**WHAT TO PRODUCE**. Repeat the entries word for word. Leave nothing out.

**RECORD SET**.

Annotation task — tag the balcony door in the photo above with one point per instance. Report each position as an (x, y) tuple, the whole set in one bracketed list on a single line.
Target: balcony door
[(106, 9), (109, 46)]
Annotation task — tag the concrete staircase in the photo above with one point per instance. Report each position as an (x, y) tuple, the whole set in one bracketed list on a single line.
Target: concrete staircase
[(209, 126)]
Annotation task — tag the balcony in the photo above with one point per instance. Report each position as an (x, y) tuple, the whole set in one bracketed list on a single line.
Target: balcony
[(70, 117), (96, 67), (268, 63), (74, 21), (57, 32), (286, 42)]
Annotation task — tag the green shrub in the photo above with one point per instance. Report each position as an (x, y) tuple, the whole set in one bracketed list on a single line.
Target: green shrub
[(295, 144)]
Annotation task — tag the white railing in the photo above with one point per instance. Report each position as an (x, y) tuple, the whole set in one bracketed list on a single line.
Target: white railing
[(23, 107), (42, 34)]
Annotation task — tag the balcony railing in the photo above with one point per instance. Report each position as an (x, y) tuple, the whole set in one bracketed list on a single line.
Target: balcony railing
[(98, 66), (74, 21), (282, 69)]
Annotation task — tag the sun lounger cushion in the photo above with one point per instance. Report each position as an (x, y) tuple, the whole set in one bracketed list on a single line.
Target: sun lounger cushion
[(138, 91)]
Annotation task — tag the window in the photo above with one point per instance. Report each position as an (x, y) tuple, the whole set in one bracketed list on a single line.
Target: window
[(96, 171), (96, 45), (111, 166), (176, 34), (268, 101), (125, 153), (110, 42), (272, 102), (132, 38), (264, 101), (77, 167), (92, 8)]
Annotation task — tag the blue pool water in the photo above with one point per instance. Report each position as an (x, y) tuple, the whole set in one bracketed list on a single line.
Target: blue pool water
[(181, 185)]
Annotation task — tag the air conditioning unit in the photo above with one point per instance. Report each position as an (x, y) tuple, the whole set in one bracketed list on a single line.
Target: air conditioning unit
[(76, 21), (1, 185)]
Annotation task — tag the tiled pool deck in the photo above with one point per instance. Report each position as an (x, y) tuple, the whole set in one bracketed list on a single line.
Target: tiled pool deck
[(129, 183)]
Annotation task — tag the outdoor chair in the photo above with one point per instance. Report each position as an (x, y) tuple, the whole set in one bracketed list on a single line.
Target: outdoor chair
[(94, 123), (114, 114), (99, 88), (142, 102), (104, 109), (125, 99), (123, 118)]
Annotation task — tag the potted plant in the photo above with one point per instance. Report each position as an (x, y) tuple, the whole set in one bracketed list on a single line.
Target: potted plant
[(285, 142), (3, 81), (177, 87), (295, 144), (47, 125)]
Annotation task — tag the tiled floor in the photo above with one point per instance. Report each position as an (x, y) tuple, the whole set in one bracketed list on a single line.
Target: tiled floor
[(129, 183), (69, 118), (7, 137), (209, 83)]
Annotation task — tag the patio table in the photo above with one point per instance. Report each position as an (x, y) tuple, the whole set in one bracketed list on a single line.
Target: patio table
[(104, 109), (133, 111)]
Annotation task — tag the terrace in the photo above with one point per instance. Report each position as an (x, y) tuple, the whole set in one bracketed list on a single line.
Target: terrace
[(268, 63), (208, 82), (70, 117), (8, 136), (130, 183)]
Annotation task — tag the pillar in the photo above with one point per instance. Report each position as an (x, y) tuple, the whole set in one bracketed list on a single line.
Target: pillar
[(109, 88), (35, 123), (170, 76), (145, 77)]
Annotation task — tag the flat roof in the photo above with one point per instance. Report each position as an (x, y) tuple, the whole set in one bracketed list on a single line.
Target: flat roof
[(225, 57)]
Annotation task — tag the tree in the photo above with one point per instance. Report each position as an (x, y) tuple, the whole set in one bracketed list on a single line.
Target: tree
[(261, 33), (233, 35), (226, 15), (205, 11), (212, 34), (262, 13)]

**OUTPUT**.
Annotation task — tag the balcony door in the photo above with one point per instance. Report each position as an (x, y) tuple, the whole set in one bracketed list on a single line.
Target: balcony door
[(106, 9), (109, 46)]
Annotation task — tag the concrete staircase in the photo above with one point per instance. Report each position as an (x, y) tuple, the whole set in one bracketed list on a single line.
Target: concrete staircase
[(209, 126)]
Annotation task — tag the balcony in the photo above with one point per instance. Report each position as an (x, y) tuple, the whole set in one bracketed list on a single line.
Target: balcony
[(70, 117), (96, 67), (268, 63), (74, 21), (57, 32), (286, 42)]
Annotation task — tag the green shrub in the photo above with one point per instance. Report each position as an (x, y) tuple, the whole set in one bracketed list on a single line.
Target: green shrub
[(295, 144)]
Annotation task — tag the white railing in the photo above with one point per instance. Report each position as an (x, y) tuple, the whole set in one bracketed list on a single line.
Target: white railing
[(23, 107), (42, 34)]
Annotation task — tag the balcony railing in the photo above with one point per instance. Report each position as an (x, y) tuple, the whole set in one bracketed list on a single line.
Target: balcony railing
[(98, 66), (74, 21), (282, 69)]
Annotation task — tag the sun lounger cushion in the photo above with one point per instance. Report each position as an (x, y) tuple, the whole set in one bracketed list on a single line.
Target: sun lounger cushion
[(138, 91)]
Annotation task — tag the window in the photo above with one point per instance. Report each position as an (x, y) tuple, the whole set in one bracketed list on a single line.
Target: window
[(96, 171), (96, 45), (111, 166), (176, 34), (268, 101), (125, 153), (110, 42), (272, 102), (132, 38), (264, 101), (77, 167), (92, 8)]
Annotation task — tag the blue pool water in the photo above with one point per instance. Report each position as an (x, y) tuple, the whole set in one bracketed list on a single line.
Target: blue pool water
[(181, 185)]
Annotation task — tag the air conditioning unit in the photo above with one point per instance. Report each position as an (x, y) tuple, the whole set in one bracketed list on a single line.
Target: air conditioning unit
[(76, 21), (1, 185)]
Annotation task — tag the tiled pool deck in the photo above with one point per instance. Report each position as an (x, y) tuple, the whole set in one bracketed list on a single line.
Target: tiled pool deck
[(129, 183)]
Annotation task — tag the outdoor chair in the photo above with one point per instance. Report each position as an (x, y) tuple, the whole set in one bracketed list on a single line.
Target: outdoor chair
[(94, 123), (114, 114), (99, 88), (142, 102), (104, 109), (125, 99), (123, 118)]
Annotation task — tag the potted plant in the photo above with one point per instance. Report each position as an (x, y) tuple, the whole set in one bracketed list on a single line.
Target: potted plant
[(285, 142), (3, 81), (177, 87), (295, 144), (47, 125)]
Annotation task — tag the tiled floor in the photo above with one point per instance. Report each position as an (x, y) tuple, the whole set in one bracketed list on a single line.
Target: tiled floor
[(129, 183), (69, 118), (7, 137), (209, 83)]
Annotation task — tag the patio table in the photo above with one point per instance. Report each position as an (x, y) tuple, the whole set in one bracketed list on a single line.
Target: patio table
[(104, 109), (133, 111)]
Annotation task — tag the terrace in the photo above with one point per instance. Report each position as an (x, y) tuple, the whole set in one bracketed list on a single line.
Target: terrace
[(268, 63), (208, 82), (70, 117), (8, 136), (130, 183)]
Annotation task — tag the pillar in the photo above with one point per instance. Report each position as an (x, y) tuple, the whole set in one bracketed list on a single line.
Target: pillar
[(109, 88), (35, 123), (170, 76), (145, 77)]
Annotation task — tag the flat roof in the photo above with one point per instance. Report each position as an (x, y) tuple, the whole set in one bracketed list on a single line.
Target: flat roof
[(225, 57)]
Annotation task — tag the tree in the photo above with one point per instance. Report each position as an (x, y) tuple, the whole set in one bracketed list on a single line.
Target: tree
[(261, 33), (233, 35), (226, 15), (205, 11), (212, 34), (262, 13)]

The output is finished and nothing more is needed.